**Task description:** Find every line in the material below that contains the word "each" and copy those lines in full. Uppercase and lowercase letters count as different.

**Provided data:**
────
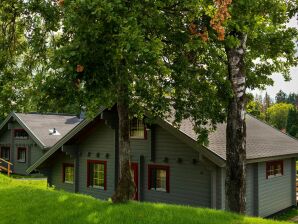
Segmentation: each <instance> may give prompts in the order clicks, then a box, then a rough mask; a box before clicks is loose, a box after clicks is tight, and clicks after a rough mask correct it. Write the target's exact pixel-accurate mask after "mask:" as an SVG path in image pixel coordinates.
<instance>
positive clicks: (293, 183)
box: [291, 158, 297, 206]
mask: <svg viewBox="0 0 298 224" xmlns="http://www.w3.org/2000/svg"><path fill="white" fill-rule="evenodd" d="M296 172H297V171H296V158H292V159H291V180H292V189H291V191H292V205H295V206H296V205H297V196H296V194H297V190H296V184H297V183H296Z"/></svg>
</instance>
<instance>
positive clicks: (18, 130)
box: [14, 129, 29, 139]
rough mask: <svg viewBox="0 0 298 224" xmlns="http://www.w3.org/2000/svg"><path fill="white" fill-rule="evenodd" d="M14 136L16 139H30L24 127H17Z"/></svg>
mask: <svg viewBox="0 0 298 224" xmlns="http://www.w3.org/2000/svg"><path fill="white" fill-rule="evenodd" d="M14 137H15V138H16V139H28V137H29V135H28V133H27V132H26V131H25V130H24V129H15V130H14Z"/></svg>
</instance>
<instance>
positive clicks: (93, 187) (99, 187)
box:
────
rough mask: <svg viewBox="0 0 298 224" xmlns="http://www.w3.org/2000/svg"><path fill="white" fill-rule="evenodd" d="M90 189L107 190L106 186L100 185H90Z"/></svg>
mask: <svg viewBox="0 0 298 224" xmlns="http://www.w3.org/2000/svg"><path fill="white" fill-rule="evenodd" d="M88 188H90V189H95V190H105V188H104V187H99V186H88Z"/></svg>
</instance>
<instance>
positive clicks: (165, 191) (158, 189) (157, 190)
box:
────
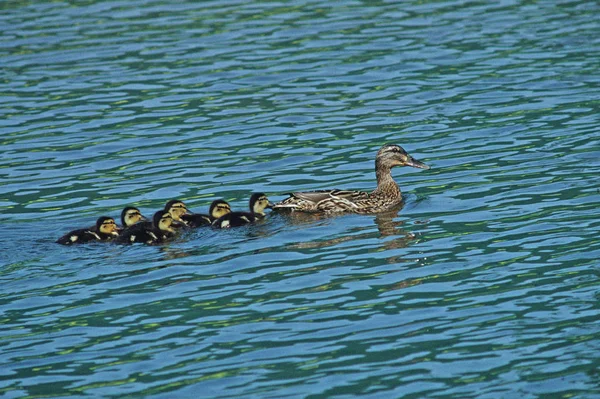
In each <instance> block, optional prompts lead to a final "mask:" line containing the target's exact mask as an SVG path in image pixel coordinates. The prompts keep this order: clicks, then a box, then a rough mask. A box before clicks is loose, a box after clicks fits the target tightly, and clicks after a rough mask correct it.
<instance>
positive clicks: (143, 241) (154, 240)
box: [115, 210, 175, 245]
────
**Task output:**
Segmentation: each <instance> may give prompts in the order clicks, then a box, then a rough mask; a box before clicks is loose, a box after clicks is tight, and clicks after a rough mask correct it. Write the target's exact pixel-accurate mask after "mask:" as an SVG path in image pixel coordinates.
In each <instance> block, optional prompts lead to a final "mask:" line containing the target's exact mask as an SVG path in image pixel coordinates. The prompts keep this order: clicks, then a box, then a rough mask. A box before clicks is loose, a box after clicks fits the target tightly, and clicks after a rough mask correct it.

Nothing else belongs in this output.